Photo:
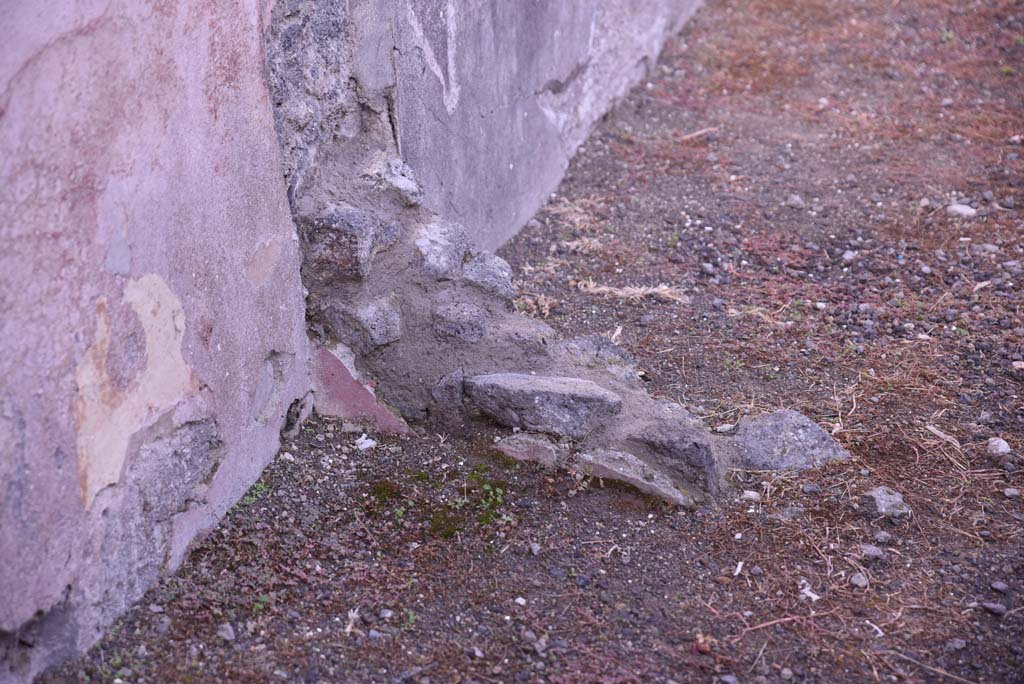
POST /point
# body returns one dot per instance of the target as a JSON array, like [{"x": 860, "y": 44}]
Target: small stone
[
  {"x": 566, "y": 407},
  {"x": 491, "y": 273},
  {"x": 462, "y": 321},
  {"x": 530, "y": 447},
  {"x": 962, "y": 210},
  {"x": 788, "y": 513},
  {"x": 997, "y": 446},
  {"x": 442, "y": 247},
  {"x": 448, "y": 391},
  {"x": 871, "y": 552},
  {"x": 784, "y": 440},
  {"x": 883, "y": 501},
  {"x": 994, "y": 608},
  {"x": 625, "y": 467}
]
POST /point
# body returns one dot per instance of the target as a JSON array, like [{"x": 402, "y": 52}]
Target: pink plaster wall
[{"x": 140, "y": 195}]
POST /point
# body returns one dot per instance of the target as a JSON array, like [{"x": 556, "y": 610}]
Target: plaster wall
[
  {"x": 153, "y": 155},
  {"x": 153, "y": 322}
]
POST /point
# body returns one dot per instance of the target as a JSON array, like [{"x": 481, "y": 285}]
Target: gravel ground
[{"x": 786, "y": 176}]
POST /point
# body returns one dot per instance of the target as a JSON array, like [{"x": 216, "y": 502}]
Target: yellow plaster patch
[{"x": 108, "y": 417}]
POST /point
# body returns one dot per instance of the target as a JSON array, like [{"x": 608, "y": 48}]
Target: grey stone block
[{"x": 567, "y": 407}]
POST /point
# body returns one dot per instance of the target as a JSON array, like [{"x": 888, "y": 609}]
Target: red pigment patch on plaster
[{"x": 341, "y": 395}]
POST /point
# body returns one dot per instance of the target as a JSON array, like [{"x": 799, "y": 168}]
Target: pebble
[
  {"x": 997, "y": 446},
  {"x": 955, "y": 644},
  {"x": 883, "y": 501},
  {"x": 962, "y": 210},
  {"x": 994, "y": 608},
  {"x": 871, "y": 552}
]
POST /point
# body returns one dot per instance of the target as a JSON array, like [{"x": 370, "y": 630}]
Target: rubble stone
[
  {"x": 491, "y": 273},
  {"x": 883, "y": 501},
  {"x": 567, "y": 407},
  {"x": 783, "y": 440},
  {"x": 525, "y": 446},
  {"x": 624, "y": 467},
  {"x": 442, "y": 247}
]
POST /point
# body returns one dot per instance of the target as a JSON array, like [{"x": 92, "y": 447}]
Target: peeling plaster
[
  {"x": 450, "y": 84},
  {"x": 107, "y": 418}
]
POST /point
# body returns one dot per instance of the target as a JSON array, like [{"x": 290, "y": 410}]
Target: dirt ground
[{"x": 785, "y": 173}]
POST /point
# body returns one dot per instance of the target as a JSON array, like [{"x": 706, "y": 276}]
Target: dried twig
[
  {"x": 937, "y": 671},
  {"x": 635, "y": 292}
]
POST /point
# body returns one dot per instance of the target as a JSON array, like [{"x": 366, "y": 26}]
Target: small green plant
[
  {"x": 493, "y": 499},
  {"x": 259, "y": 605},
  {"x": 254, "y": 494},
  {"x": 385, "y": 490}
]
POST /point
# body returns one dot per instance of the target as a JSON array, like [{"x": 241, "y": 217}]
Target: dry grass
[{"x": 635, "y": 292}]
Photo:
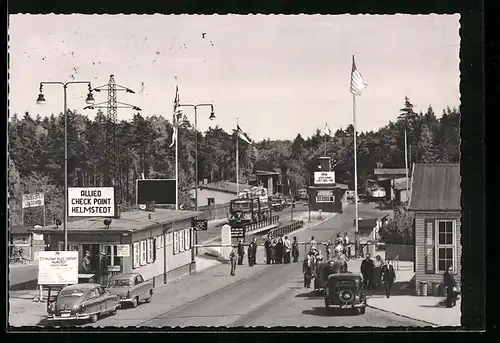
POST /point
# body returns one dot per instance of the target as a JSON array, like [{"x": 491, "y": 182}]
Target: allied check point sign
[{"x": 91, "y": 202}]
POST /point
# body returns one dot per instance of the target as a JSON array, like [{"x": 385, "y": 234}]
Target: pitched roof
[
  {"x": 225, "y": 186},
  {"x": 435, "y": 187},
  {"x": 130, "y": 221},
  {"x": 389, "y": 171}
]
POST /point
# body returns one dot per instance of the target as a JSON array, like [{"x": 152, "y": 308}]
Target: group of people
[{"x": 377, "y": 272}]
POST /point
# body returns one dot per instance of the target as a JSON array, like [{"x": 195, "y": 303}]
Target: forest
[{"x": 36, "y": 154}]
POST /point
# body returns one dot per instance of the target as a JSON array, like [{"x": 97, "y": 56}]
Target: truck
[{"x": 251, "y": 206}]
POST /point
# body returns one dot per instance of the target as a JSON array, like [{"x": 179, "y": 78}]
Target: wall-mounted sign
[
  {"x": 199, "y": 224},
  {"x": 91, "y": 202},
  {"x": 33, "y": 200},
  {"x": 57, "y": 267},
  {"x": 324, "y": 178},
  {"x": 123, "y": 250}
]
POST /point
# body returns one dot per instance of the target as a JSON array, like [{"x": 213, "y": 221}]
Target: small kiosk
[{"x": 325, "y": 194}]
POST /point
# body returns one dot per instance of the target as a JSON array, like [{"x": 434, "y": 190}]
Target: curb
[{"x": 402, "y": 315}]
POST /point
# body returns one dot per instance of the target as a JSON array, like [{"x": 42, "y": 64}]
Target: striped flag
[
  {"x": 175, "y": 119},
  {"x": 242, "y": 135},
  {"x": 357, "y": 81},
  {"x": 327, "y": 131}
]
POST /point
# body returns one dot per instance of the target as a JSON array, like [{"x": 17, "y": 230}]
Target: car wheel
[
  {"x": 135, "y": 302},
  {"x": 148, "y": 300}
]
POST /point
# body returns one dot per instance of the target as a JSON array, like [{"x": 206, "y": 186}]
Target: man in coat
[
  {"x": 232, "y": 258},
  {"x": 367, "y": 271},
  {"x": 287, "y": 249},
  {"x": 388, "y": 277},
  {"x": 250, "y": 253},
  {"x": 450, "y": 285},
  {"x": 241, "y": 252},
  {"x": 267, "y": 246}
]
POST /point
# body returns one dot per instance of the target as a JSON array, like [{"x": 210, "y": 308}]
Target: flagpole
[
  {"x": 237, "y": 160},
  {"x": 406, "y": 164},
  {"x": 355, "y": 174}
]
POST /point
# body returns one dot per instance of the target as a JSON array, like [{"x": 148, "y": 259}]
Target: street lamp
[
  {"x": 40, "y": 101},
  {"x": 212, "y": 117}
]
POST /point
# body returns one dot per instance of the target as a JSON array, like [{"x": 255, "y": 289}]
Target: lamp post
[
  {"x": 212, "y": 117},
  {"x": 40, "y": 101}
]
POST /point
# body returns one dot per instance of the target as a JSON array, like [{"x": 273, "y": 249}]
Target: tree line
[{"x": 36, "y": 154}]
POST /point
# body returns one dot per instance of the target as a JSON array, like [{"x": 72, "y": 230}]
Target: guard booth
[{"x": 325, "y": 194}]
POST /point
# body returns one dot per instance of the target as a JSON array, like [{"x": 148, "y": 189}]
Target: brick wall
[{"x": 421, "y": 249}]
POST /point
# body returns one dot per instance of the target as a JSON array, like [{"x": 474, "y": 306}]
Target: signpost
[
  {"x": 32, "y": 200},
  {"x": 123, "y": 250},
  {"x": 91, "y": 202},
  {"x": 324, "y": 178},
  {"x": 58, "y": 267}
]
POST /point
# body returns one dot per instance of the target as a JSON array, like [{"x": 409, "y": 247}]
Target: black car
[{"x": 345, "y": 292}]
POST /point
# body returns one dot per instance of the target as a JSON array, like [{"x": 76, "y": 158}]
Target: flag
[
  {"x": 327, "y": 130},
  {"x": 242, "y": 135},
  {"x": 175, "y": 119},
  {"x": 357, "y": 81}
]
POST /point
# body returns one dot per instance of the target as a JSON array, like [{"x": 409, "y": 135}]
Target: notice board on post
[
  {"x": 57, "y": 267},
  {"x": 91, "y": 201},
  {"x": 161, "y": 191}
]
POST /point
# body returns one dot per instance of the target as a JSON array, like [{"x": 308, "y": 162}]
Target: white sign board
[
  {"x": 33, "y": 200},
  {"x": 123, "y": 250},
  {"x": 91, "y": 202},
  {"x": 324, "y": 178},
  {"x": 57, "y": 267}
]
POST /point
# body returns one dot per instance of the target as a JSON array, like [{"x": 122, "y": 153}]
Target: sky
[{"x": 279, "y": 75}]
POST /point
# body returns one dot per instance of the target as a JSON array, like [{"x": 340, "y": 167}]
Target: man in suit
[
  {"x": 388, "y": 277},
  {"x": 241, "y": 252},
  {"x": 267, "y": 246}
]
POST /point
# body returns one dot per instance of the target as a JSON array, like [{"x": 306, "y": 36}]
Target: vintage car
[
  {"x": 323, "y": 270},
  {"x": 130, "y": 288},
  {"x": 82, "y": 302},
  {"x": 345, "y": 291}
]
------------------------------------------------------------------------
Task to complete:
Count the lines in the rows above that contain the string "stone", treating uppercase and lowercase letters as different. Give only the number.

Answer to this task:
3